---- Reading passage

To obtain an imperial crown from the Holy See, Kaloyan entered into correspondence with Pope Innocent III, offering to acknowledge papal primacy. His expansionist policy brought him into conflict with the Byzantine Empire, Serbia and Hungary. Emeric, King of Hungary allowed the papal legate who delivered a royal crown to Kaloyan to enter Bulgaria only at the Pope's demand. The legate crowned Kaloyan "King of the Bulgarians and Vlachs" on 8 November 1204, but Kaloyan continued to regard his realm as an empire.

Kaloyan took advantage of the disintegration of the Byzantine Empire after the fall of Constantinople to the crusaders (or "Latins") in 1204. He captured fortresses in Macedonia and Thrace and supported the local population's riots against the crusaders. He defeated Baldwin I, Latin emperor of Constantinople, in the Battle of Adrianople on 14 April 1205. Baldwin was captured; he died in Kaloyan's prison. He launched new campaigns against the crusaders and captured or destroyed dozens of their fortresses. He was thereafter known as Kaloyan the Romanslayer, because his troops murdered or captured thousands of Romans (Byzantines). He died under mysterious circumstances during the siege of Thessalonica in 1207.

--------
---- Given information

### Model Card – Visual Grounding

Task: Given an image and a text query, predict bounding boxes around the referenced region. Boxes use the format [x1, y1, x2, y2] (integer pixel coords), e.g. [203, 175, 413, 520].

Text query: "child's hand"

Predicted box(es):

--------

_Aim of the task_: Please copy everything in the passage on Kaloyan word for word, from "To obtain an" down to "as an empire.".

_Solution_:
To obtain an imperial crown from the Holy See, Kaloyan entered into correspondence with Pope Innocent III, offering to acknowledge papal primacy. His expansionist policy brought him into conflict with the Byzantine Empire, Serbia and Hungary. Emeric, King of Hungary allowed the papal legate who delivered a royal crown to Kaloyan to enter Bulgaria only at the Pope's demand. The legate crowned Kaloyan "King of the Bulgarians and Vlachs" on 8 November 1204, but Kaloyan continued to regard his realm as an empire.